Exercise goal
Exclude the pictures and retype the entries as written.

(Point localization data)

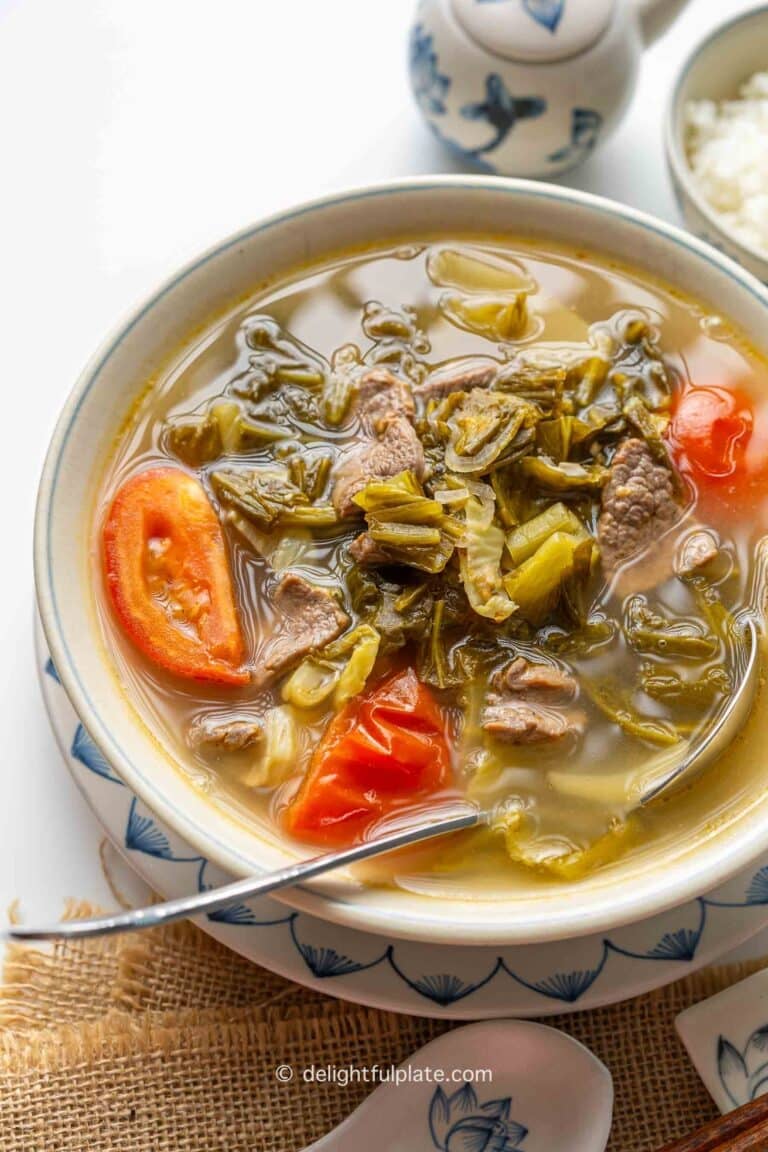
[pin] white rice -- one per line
(727, 144)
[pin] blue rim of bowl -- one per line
(350, 912)
(674, 145)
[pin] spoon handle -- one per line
(215, 899)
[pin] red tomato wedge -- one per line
(168, 576)
(383, 751)
(711, 430)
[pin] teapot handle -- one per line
(656, 16)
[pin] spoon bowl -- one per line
(534, 1090)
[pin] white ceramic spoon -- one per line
(545, 1093)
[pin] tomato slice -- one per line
(168, 576)
(711, 433)
(383, 751)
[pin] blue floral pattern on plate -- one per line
(461, 1123)
(465, 982)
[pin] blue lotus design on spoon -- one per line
(547, 13)
(461, 1123)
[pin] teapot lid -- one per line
(534, 31)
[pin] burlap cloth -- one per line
(166, 1041)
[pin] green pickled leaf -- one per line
(529, 537)
(259, 494)
(617, 707)
(339, 672)
(485, 430)
(537, 584)
(410, 527)
(671, 687)
(480, 559)
(563, 477)
(470, 271)
(500, 317)
(346, 368)
(278, 753)
(653, 633)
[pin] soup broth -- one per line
(489, 515)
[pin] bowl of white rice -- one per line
(717, 139)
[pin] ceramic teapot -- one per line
(529, 88)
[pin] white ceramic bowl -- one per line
(93, 415)
(715, 70)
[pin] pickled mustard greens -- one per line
(462, 517)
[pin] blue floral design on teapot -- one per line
(530, 88)
(547, 13)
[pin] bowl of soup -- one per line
(447, 490)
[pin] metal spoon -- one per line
(664, 772)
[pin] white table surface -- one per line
(132, 134)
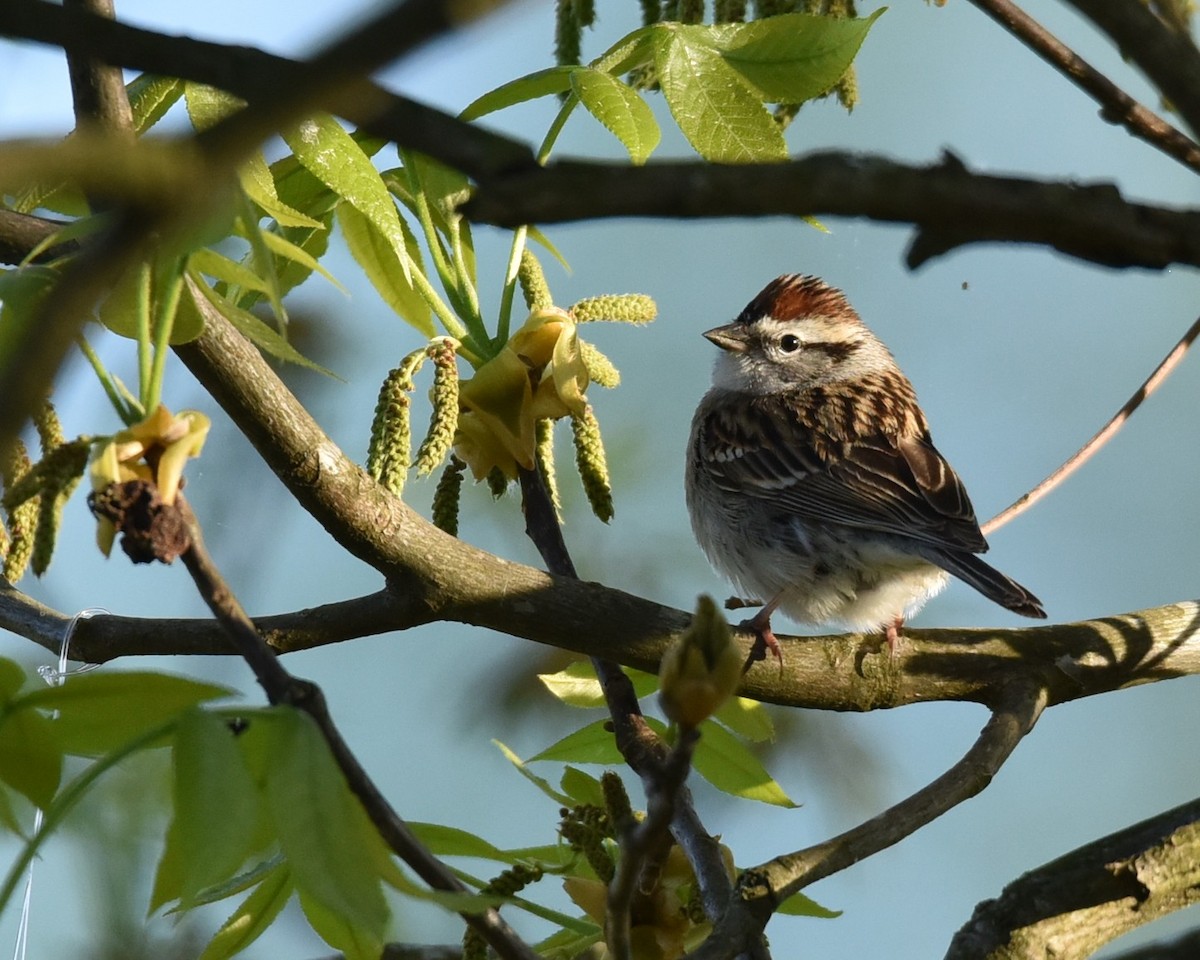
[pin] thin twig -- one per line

Response to this task
[pin] white rice -- one per line
(727, 144)
[pin] blue rim of bowl -- one per line
(350, 912)
(674, 145)
[pin] spoon handle -- one per line
(215, 899)
[pin] red tomato wedge -- one per line
(168, 576)
(383, 751)
(711, 430)
[pin] teapot handle -- one per line
(656, 16)
[pin] spoon bowl -- one per line
(534, 1090)
[pin] white ceramic spoon -- one per line
(545, 1093)
[pin] tomato slice -- one per line
(168, 576)
(711, 433)
(383, 751)
[pin] blue floral pattern on plate -- one per line
(461, 1123)
(465, 982)
[pin] blue lotus design on spoon -- one per line
(547, 13)
(461, 1123)
[pin] teapot lid -- one per line
(534, 31)
[pin] burlap cloth -- one per line
(166, 1041)
[pin] green pickled leaf -- one per line
(529, 537)
(259, 494)
(617, 707)
(339, 672)
(485, 430)
(537, 584)
(410, 527)
(671, 687)
(480, 559)
(563, 477)
(470, 271)
(500, 317)
(346, 368)
(278, 753)
(653, 633)
[pin] soup broth -- one per line
(489, 515)
[pin] bowl of white rice -- one per line
(717, 139)
[pin] ceramic teapot -- one per line
(529, 88)
[pin] white ceramic bowl -- one per line
(93, 415)
(715, 70)
[pin] pickled mustard greens -- one per line
(462, 517)
[pin] blue floral design on teapot -- one per line
(530, 88)
(547, 13)
[pin] bowl of soup -- one per line
(447, 490)
[pin] metal spoon -- one per line
(664, 772)
[pin] white table surface -- one per line
(132, 134)
[pin] thin twig -- one per line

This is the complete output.